[RECORDS TO USE]
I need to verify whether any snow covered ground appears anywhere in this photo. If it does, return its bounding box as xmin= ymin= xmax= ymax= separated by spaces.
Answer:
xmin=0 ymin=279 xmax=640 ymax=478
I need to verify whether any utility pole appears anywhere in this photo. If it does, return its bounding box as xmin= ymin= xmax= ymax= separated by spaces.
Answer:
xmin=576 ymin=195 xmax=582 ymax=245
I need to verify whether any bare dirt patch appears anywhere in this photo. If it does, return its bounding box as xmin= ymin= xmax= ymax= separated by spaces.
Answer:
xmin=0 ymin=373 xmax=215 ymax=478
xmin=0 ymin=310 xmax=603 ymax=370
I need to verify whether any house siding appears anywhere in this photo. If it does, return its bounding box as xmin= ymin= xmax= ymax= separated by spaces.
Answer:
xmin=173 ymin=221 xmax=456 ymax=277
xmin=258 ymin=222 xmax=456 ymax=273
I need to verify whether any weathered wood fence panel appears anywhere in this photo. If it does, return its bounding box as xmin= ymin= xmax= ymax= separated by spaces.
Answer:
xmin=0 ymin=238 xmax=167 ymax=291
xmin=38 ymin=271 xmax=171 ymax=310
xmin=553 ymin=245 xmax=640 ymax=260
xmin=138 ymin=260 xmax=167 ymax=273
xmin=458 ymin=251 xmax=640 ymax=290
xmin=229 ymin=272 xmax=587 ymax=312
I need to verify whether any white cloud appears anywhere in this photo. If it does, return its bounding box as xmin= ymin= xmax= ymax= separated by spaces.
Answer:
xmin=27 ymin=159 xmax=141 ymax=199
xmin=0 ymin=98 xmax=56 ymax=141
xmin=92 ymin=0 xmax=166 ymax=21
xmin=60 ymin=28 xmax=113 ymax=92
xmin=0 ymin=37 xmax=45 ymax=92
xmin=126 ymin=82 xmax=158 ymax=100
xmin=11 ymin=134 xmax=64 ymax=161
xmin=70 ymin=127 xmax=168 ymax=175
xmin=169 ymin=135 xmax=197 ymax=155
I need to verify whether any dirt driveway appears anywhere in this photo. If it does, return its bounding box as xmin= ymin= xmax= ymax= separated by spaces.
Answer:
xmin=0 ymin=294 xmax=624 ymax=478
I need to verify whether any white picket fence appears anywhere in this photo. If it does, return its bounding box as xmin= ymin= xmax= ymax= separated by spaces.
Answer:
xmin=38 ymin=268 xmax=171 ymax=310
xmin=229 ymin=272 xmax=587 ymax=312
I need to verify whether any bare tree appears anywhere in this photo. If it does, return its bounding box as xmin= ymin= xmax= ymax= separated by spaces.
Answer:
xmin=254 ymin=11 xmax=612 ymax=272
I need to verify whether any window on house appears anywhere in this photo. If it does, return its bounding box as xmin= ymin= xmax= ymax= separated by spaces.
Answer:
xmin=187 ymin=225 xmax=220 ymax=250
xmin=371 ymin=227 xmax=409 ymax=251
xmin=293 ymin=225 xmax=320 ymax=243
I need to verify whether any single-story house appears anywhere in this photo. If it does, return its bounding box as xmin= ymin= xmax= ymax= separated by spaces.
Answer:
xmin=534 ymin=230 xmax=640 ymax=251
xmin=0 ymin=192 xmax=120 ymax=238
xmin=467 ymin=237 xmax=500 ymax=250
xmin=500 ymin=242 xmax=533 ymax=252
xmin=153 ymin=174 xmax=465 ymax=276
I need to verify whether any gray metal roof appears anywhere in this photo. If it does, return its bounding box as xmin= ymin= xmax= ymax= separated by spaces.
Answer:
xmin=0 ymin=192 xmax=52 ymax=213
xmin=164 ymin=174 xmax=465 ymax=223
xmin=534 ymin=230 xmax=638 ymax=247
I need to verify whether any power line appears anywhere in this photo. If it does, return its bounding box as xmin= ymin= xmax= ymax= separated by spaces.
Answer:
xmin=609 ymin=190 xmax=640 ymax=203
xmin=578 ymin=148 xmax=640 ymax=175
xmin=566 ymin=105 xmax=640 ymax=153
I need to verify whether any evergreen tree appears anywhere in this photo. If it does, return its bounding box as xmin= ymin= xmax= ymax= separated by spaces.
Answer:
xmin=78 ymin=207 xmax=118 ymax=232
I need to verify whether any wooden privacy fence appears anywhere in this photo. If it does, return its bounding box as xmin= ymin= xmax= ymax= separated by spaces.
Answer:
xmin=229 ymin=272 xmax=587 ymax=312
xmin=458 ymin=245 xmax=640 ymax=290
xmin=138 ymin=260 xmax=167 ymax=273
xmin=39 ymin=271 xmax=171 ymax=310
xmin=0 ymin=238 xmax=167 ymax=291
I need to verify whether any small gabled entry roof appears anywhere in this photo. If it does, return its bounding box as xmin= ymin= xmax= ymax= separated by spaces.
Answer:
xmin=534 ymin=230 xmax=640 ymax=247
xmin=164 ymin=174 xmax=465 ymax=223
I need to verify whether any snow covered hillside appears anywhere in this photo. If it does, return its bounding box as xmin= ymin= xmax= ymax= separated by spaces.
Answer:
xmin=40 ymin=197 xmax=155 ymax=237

[PROBLEM TO SOLVE]
Copy the entire listing above word for word, with no changes.

[TASK ANSWER]
I need to verify whether any snow covered ground appears anywhere in this photo. If it does, return its bounding box as xmin= ymin= xmax= ymax= separated by spaces.
Answer:
xmin=0 ymin=279 xmax=640 ymax=478
I need to verify whether any utility pole appears anywhere in this photo. If it does, return its bounding box as xmin= ymin= xmax= ymax= separated by spaces.
Answer:
xmin=576 ymin=195 xmax=582 ymax=245
I need to verify whether any bare dirt patch appears anywhere in this photo. If it does, return its bounding box as xmin= ymin= xmax= ymax= separated by spaces.
Answer:
xmin=0 ymin=373 xmax=215 ymax=478
xmin=0 ymin=310 xmax=603 ymax=370
I need to verify whether any house siding appears anywhere in this photo. If it does, return its bounding box as xmin= ymin= xmax= ymax= separated by spaces.
Answer:
xmin=173 ymin=221 xmax=456 ymax=277
xmin=258 ymin=222 xmax=456 ymax=273
I need to verify whether any weathered wood fence panel appears anywhere in this photo. If it does, return its bounding box as xmin= ymin= xmax= ymax= separated by spaces.
Answer:
xmin=0 ymin=238 xmax=167 ymax=291
xmin=38 ymin=271 xmax=171 ymax=310
xmin=553 ymin=245 xmax=640 ymax=260
xmin=138 ymin=260 xmax=167 ymax=273
xmin=458 ymin=251 xmax=640 ymax=290
xmin=229 ymin=272 xmax=587 ymax=312
I need to verify whether any white cloud appears anywhere in this photo. If it does, return its bounding box as xmin= ymin= xmax= ymax= separated by spaces.
Answer:
xmin=27 ymin=159 xmax=141 ymax=199
xmin=0 ymin=98 xmax=56 ymax=141
xmin=92 ymin=0 xmax=166 ymax=21
xmin=60 ymin=28 xmax=113 ymax=92
xmin=0 ymin=37 xmax=45 ymax=92
xmin=126 ymin=82 xmax=158 ymax=100
xmin=11 ymin=134 xmax=64 ymax=161
xmin=70 ymin=127 xmax=168 ymax=175
xmin=169 ymin=135 xmax=197 ymax=155
I need to verify whether any dirt driveway appears anywhere in this photo. If it does, return its bounding box as xmin= ymin= xmax= ymax= separated by spaces.
Answer:
xmin=0 ymin=294 xmax=624 ymax=478
I need to verify whether any white picket fence appears anywhere in this photo. If it does, return its bounding box as xmin= ymin= xmax= ymax= separated by spaces.
Answer:
xmin=38 ymin=268 xmax=171 ymax=310
xmin=229 ymin=272 xmax=587 ymax=312
I need to verify whether any bare tree appears anywhere in this photo. If it does, return its bounding box as xmin= ymin= xmax= ymax= separated by spaces.
Answer:
xmin=254 ymin=11 xmax=612 ymax=272
I need to verify whether any window on house appears anywhere in this photo. If it does, return its bounding box as xmin= ymin= xmax= ymax= separated by spaces.
Answer:
xmin=187 ymin=225 xmax=220 ymax=250
xmin=371 ymin=227 xmax=409 ymax=251
xmin=293 ymin=225 xmax=320 ymax=243
I need to verify whether any single-story house appears anywhere in this photo. If it does, return its bounding box as xmin= ymin= xmax= ymax= separated by spaces.
Answer:
xmin=534 ymin=230 xmax=640 ymax=251
xmin=0 ymin=192 xmax=120 ymax=238
xmin=467 ymin=237 xmax=500 ymax=250
xmin=500 ymin=242 xmax=533 ymax=252
xmin=153 ymin=174 xmax=465 ymax=276
I need to verify whether any gray metal roof appears anywhere in this photo. If it does, return its bounding box as xmin= ymin= xmax= ymax= separated by spaces.
Answer:
xmin=0 ymin=192 xmax=52 ymax=213
xmin=164 ymin=174 xmax=465 ymax=223
xmin=534 ymin=230 xmax=638 ymax=247
I need to verify whether any power line appears anywhere in this photo. If it does, return its bounding box as xmin= ymin= xmax= ymax= separated by spaces.
Answer:
xmin=609 ymin=190 xmax=640 ymax=203
xmin=578 ymin=148 xmax=640 ymax=175
xmin=566 ymin=105 xmax=640 ymax=153
I need to verify whether any evergreen tree appears anywhere in this photo. If it does, return its bounding box as xmin= ymin= xmax= ymax= separated by spaces.
Answer:
xmin=78 ymin=207 xmax=118 ymax=232
I need to verify whether any wooden privacy fence appears anywhere in this photo. If it does, return its bounding box as xmin= ymin= xmax= ymax= separated by spaces.
Answer:
xmin=229 ymin=272 xmax=587 ymax=312
xmin=458 ymin=245 xmax=640 ymax=290
xmin=138 ymin=260 xmax=167 ymax=273
xmin=39 ymin=271 xmax=171 ymax=310
xmin=0 ymin=238 xmax=167 ymax=291
I need to verify whether any small gabled entry roof appears anywhere in this photo. If it does, return its bounding box as xmin= ymin= xmax= ymax= separated by spaces.
Answer:
xmin=534 ymin=230 xmax=640 ymax=247
xmin=164 ymin=174 xmax=465 ymax=223
I need to verify whether any snow covered hillside appears anywhere in this photo. If it does, return its bounding box as xmin= ymin= xmax= ymax= separated by spaces.
Answer:
xmin=40 ymin=197 xmax=155 ymax=237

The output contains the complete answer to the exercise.